[START]
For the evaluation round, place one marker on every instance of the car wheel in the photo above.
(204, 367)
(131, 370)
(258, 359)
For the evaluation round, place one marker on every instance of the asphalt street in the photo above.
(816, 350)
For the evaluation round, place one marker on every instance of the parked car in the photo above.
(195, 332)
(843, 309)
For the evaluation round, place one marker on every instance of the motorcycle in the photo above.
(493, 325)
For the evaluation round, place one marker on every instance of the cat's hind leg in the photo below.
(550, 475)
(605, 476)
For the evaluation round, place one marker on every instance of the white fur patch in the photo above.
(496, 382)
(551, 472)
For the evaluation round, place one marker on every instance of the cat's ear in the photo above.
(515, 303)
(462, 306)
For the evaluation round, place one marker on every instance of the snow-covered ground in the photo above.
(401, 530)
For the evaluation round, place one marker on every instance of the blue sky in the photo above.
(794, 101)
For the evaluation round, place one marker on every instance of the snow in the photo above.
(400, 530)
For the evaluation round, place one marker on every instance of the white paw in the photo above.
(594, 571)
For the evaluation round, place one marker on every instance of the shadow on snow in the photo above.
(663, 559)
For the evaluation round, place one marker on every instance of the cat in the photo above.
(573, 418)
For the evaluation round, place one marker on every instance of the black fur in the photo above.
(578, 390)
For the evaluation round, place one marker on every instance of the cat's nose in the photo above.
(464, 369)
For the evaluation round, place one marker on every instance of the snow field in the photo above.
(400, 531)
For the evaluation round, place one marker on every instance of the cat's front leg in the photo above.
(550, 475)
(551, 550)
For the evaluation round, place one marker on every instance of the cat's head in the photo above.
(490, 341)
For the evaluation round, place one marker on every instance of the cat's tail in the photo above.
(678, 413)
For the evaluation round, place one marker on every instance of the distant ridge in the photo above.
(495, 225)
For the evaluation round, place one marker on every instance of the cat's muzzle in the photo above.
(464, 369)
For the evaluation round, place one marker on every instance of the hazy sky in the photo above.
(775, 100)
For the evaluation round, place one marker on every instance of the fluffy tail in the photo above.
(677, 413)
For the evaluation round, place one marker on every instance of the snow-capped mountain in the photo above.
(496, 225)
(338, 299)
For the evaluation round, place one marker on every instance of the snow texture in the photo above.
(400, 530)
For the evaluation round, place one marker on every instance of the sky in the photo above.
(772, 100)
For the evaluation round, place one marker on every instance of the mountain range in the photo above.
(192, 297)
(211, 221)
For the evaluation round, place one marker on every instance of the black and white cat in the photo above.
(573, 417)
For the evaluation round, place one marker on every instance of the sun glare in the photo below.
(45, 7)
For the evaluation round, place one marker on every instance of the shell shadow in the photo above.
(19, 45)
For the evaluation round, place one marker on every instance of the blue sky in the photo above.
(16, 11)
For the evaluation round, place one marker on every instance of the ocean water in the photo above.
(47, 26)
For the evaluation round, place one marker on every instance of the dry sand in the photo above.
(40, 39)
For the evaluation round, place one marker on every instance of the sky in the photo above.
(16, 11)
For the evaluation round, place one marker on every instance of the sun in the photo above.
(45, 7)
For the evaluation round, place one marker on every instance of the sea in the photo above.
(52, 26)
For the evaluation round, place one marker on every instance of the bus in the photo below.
[END]
_Task brief_.
Output the whole listing above again, word for word.

_Response below_.
For the evaluation round, place one marker on every instance of the car wheel in the photo above.
(204, 367)
(131, 370)
(258, 359)
For the evaluation round, place one marker on every instance of the asphalt street in the photo above.
(816, 350)
For the evaluation round, place one marker on every instance of the parked car in the photo above.
(195, 332)
(843, 309)
For the evaluation round, place one marker on every instance of the motorcycle in the photo above.
(493, 325)
For the evaluation round, place one marker on every instance of the cat's hind leg in the photo below.
(550, 475)
(605, 476)
For the evaluation round, place one marker on every instance of the white fur patch in the photo above.
(496, 382)
(551, 472)
For the evaluation round, place one marker on every instance of the cat's ear in the photo above.
(515, 303)
(462, 306)
For the evaluation round, place one marker on every instance of the snow-covered ground in the photo above.
(401, 530)
For the evaluation round, place one marker on every instance of the blue sky in the photo above.
(794, 101)
For the evaluation round, place one marker on every instance of the snow in the photo above.
(400, 530)
For the evaluation round, place one marker on every instance of the white paw in the photo above.
(594, 571)
For the evaluation round, place one marker on every instance of the shadow on snow in the photo above.
(663, 559)
For the evaluation round, place one marker on every instance of the cat in the photo above.
(573, 418)
For the evaluation round, place one marker on every instance of the black fur in the photo above.
(578, 390)
For the evaluation round, place one marker on every instance of the cat's nose in the photo above.
(464, 369)
For the evaluation round, place one marker on every instance of the snow field in the photo above.
(400, 531)
For the evaluation round, place one marker on every instance of the cat's front leg in the photo above.
(550, 475)
(551, 550)
For the evaluation round, place one marker on every instance of the cat's head in the photo above.
(490, 341)
For the evaluation round, place one marker on every instance of the cat's tail in the photo above.
(678, 413)
For the evaluation round, place one marker on every instance of the distant ridge in the photo above.
(495, 225)
For the evaluation round, place one marker on every instance of the cat's muzzle in the photo above.
(464, 369)
For the evaluation round, place one marker on every instance of the hazy sky in the photo above.
(775, 100)
For the evaluation round, place one marker on every instance of the fluffy tail in the photo above.
(677, 413)
For the evaluation round, place one marker on every instance of the snow-capped mountain in the photo above.
(496, 225)
(338, 299)
For the evaluation round, place one marker on every instance of the snow texture in the photo above.
(400, 530)
For the evaluation round, place one marker on every instance of the sky in the photo above.
(772, 100)
For the evaluation round, place one marker on every instance of the mountain range in the photo above.
(192, 297)
(211, 221)
For the evaluation round, place one marker on every instance of the black and white cat in the photo above.
(573, 417)
For the evaluation round, place one marker on every instance of the sun glare in the photo below.
(45, 7)
For the evaluation round, place one marker on every instance of the shell shadow in the photo above.
(19, 45)
For the evaluation round, place one marker on every instance of the blue sky in the photo above.
(16, 11)
For the evaluation round, place one marker on every instance of the ocean water in the photo above.
(47, 26)
For the evaluation round, place one marker on every instance of the dry sand in the photo above.
(40, 39)
For the evaluation round, place one marker on every instance of the sky in the photo above.
(16, 11)
For the evaluation round, place one marker on every instance of the sun in the photo above.
(45, 7)
For the evaluation round, place one marker on every instance of the sea in the photo above.
(52, 26)
For the evaluation round, place one marker on every instance of the bus in the photo below.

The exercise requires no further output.